▶ **Exercise aim**
Copy the records below starting at the line containing "Report the position of each instance of the red grape" and ending at the line containing "155], [245, 131]]", requests included, shifting every point coordinate in the answers up by 99. Keep the requests and their sample coordinates unchanged, and return only those lines.

═════ Stored data ═════

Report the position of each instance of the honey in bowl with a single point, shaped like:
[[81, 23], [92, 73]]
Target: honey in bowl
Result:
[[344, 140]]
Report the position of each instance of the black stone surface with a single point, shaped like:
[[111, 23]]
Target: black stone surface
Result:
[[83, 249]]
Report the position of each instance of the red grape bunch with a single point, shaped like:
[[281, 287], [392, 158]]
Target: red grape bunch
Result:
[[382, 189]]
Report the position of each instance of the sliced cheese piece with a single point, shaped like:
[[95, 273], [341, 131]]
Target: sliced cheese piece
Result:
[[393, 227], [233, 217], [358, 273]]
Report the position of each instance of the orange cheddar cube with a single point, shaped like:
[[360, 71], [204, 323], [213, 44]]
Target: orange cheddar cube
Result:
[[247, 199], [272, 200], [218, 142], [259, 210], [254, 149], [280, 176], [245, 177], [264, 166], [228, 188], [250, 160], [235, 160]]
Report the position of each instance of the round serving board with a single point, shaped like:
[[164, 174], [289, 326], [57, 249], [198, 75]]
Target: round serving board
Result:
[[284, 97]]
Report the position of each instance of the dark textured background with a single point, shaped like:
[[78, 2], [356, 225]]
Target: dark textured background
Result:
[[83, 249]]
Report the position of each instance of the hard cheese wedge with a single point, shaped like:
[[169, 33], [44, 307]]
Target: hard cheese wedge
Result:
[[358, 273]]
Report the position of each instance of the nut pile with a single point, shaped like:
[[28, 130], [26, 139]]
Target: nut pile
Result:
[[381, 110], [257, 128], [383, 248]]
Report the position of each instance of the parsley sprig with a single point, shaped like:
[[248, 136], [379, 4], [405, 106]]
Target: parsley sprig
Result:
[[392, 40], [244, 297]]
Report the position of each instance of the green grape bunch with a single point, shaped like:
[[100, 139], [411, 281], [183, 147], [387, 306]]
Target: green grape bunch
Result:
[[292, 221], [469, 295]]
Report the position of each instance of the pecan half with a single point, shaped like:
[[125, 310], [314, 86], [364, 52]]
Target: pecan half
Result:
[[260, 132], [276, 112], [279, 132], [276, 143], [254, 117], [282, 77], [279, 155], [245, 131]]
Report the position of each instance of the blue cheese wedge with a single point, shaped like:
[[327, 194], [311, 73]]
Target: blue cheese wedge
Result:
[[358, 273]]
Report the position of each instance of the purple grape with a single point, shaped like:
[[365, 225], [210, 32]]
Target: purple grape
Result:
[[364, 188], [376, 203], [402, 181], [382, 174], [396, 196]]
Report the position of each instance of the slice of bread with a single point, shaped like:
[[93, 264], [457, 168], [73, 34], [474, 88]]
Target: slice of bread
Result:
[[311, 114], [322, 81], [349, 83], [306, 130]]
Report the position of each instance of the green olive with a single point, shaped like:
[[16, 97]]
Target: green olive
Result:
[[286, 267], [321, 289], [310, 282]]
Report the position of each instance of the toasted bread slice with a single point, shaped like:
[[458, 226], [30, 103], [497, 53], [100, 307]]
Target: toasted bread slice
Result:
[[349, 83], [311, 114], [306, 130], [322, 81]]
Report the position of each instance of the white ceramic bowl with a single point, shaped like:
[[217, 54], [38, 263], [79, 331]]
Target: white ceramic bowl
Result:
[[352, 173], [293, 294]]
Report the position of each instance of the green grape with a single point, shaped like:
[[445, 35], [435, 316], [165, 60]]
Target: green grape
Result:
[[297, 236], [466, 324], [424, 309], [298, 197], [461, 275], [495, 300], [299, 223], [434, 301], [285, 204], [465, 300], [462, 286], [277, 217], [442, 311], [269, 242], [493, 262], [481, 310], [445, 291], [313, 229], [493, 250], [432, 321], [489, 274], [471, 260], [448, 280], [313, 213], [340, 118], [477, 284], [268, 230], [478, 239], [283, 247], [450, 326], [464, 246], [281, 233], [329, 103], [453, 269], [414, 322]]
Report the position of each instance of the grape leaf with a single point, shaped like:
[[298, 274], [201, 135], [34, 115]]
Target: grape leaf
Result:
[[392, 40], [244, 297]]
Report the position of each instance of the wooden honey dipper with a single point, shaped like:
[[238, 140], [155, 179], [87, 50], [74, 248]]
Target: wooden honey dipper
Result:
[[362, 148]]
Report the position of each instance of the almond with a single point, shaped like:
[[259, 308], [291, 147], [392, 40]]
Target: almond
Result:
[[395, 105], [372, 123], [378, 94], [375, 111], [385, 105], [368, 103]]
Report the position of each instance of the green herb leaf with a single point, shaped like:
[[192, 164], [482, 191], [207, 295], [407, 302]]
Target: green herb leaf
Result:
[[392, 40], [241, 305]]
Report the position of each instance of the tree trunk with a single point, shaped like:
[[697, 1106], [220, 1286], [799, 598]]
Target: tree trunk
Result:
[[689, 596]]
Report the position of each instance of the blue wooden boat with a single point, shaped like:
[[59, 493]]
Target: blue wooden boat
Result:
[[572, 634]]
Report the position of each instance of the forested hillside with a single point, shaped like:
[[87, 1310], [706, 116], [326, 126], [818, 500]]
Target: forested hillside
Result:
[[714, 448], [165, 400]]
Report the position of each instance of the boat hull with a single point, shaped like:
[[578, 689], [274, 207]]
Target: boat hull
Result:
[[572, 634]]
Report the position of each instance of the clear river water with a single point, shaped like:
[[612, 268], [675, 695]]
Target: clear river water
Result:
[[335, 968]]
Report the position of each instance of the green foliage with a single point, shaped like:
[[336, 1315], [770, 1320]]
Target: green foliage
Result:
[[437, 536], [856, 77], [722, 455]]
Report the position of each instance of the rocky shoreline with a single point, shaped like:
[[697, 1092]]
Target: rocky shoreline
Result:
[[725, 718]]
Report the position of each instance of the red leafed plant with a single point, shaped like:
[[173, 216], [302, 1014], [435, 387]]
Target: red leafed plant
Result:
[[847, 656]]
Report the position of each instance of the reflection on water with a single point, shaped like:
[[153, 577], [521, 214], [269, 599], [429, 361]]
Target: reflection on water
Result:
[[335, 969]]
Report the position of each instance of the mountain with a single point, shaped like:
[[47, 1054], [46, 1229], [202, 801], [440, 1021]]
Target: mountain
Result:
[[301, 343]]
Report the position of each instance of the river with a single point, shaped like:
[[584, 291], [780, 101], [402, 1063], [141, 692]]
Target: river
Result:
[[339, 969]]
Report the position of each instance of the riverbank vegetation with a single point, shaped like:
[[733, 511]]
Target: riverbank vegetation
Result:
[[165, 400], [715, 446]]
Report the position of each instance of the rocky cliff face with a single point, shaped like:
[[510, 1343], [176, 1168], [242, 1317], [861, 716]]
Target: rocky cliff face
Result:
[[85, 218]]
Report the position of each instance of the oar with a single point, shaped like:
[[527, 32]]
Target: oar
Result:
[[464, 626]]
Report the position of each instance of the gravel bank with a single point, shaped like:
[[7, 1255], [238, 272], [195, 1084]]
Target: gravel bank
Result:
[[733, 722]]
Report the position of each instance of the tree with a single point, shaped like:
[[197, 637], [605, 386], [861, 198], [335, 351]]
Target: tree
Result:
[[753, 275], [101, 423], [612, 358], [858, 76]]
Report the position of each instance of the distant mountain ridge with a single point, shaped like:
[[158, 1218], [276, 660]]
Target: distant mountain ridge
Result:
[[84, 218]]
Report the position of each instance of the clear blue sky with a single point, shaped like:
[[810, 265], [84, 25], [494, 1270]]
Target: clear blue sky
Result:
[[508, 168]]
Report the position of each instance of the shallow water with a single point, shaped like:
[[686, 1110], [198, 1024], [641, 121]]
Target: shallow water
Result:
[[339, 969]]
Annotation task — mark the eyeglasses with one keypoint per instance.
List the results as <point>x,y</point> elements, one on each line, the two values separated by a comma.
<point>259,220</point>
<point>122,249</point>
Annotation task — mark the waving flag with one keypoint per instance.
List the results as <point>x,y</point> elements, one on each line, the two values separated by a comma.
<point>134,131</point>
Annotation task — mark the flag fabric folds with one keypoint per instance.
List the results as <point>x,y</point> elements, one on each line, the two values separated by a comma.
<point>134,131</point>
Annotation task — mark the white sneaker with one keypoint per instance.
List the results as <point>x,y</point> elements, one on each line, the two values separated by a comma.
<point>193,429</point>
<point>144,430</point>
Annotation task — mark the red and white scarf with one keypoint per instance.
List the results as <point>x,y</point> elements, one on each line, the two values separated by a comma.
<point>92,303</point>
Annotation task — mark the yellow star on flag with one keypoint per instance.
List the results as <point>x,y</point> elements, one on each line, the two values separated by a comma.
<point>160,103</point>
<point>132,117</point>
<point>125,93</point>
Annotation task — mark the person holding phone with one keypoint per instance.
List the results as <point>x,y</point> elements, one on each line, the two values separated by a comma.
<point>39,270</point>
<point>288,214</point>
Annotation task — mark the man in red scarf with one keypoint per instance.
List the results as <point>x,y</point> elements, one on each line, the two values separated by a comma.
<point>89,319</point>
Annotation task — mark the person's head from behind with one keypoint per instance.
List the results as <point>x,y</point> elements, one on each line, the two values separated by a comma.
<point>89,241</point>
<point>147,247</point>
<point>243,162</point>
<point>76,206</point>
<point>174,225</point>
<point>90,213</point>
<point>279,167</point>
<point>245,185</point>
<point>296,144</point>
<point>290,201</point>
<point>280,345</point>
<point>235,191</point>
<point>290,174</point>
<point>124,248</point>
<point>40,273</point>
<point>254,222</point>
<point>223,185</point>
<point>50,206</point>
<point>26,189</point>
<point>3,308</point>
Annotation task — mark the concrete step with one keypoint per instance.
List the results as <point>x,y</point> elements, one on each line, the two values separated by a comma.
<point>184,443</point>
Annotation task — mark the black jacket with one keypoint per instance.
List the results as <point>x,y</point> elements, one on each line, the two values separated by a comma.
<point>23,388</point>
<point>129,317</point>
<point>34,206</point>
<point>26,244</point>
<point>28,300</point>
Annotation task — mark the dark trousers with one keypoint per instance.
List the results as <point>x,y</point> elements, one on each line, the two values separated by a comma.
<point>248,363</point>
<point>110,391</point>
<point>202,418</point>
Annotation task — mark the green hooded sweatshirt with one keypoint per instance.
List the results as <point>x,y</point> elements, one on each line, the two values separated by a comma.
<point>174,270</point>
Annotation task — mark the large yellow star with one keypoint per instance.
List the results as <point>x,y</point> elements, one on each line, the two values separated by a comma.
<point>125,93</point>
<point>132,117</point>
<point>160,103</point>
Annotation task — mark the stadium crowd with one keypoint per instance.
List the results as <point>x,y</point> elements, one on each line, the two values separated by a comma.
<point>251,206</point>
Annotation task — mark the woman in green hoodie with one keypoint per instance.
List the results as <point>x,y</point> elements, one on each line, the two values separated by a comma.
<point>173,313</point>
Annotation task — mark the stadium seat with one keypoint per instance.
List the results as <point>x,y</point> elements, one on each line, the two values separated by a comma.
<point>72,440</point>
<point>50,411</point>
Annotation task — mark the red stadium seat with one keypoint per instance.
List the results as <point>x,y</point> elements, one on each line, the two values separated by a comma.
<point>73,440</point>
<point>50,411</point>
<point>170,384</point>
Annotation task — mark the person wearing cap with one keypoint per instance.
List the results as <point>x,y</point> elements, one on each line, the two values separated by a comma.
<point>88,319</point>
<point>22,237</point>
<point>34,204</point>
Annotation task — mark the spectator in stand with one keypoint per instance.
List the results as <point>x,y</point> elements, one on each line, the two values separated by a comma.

═════

▶ **Final answer**
Report the position of each instance of the red grape bunch with a single point, shaped like:
[[281, 287], [392, 158]]
Target: red grape bunch
Result:
[[481, 288]]
Report the position of each instance of the sliced cheese piece with a single point, shaped like:
[[95, 273], [341, 131]]
Target: sliced cheese piece
Result:
[[492, 326], [332, 316], [457, 372]]
Report the position of each instance of the orange cheddar cube with a single point, shaped like:
[[360, 71], [204, 323], [213, 44]]
Target: orange cheddar cube
Result:
[[346, 298], [371, 299], [317, 241], [358, 309], [353, 248], [379, 275], [344, 276], [363, 265], [327, 287], [349, 259], [334, 259]]
Report the position of each instance of the round serving board with a single point, shaped like:
[[164, 174], [289, 326], [57, 249], [198, 75]]
Target: round serving board
Result:
[[383, 196]]
Report the position of each instance of the dark textured background with a single point, shaped like:
[[78, 2], [356, 225]]
Target: dark textured background
Result:
[[182, 348]]
Report the position of each instance of the hard cheese wedge with a single point, shaped like:
[[169, 33], [44, 307]]
Target: hard cheese wedge
Result:
[[457, 372]]
Report the position of each instance of the nut pile with a single point, shaped like:
[[28, 130], [26, 139]]
Target: nut pile
Result:
[[480, 209], [356, 227], [482, 347]]
Report the position of each instance of the parsley sprig with a single point, shaped like:
[[248, 136], [379, 4], [405, 106]]
Target: parsley sprig
Result:
[[491, 139], [343, 396]]
Report the position of each instance of the green grape bunch with a single point, shaped like:
[[100, 139], [411, 281], [183, 147], [387, 306]]
Target: green grape bunch
Result:
[[391, 320], [568, 394]]
Report the position of each instance of the pecan half with a single point, shaped like:
[[125, 310], [314, 86], [364, 52]]
Target: pecan half
Result:
[[359, 231], [375, 211], [378, 231], [375, 242], [353, 216], [381, 176], [378, 254], [344, 230]]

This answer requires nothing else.